---------- Stored rows ----------

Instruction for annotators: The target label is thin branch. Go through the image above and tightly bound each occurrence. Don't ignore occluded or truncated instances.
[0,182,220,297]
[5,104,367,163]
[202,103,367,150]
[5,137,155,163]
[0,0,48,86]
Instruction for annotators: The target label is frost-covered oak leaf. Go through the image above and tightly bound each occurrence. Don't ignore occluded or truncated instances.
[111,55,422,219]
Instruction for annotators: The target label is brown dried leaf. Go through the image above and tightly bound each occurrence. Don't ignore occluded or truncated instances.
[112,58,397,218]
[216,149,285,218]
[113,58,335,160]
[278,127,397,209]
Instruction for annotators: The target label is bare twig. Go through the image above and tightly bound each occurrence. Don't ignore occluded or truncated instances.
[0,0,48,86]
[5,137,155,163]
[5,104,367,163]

----------

* _Written problem_
Please collect each line above that contains the string "covered", and copy those lines out in full.

* _Task result_
Instruction for annotators: The target label is frost-covered oak leaf. Go through the image above and tightly bound each occurrence. Don't ignore occluded or truncated instances.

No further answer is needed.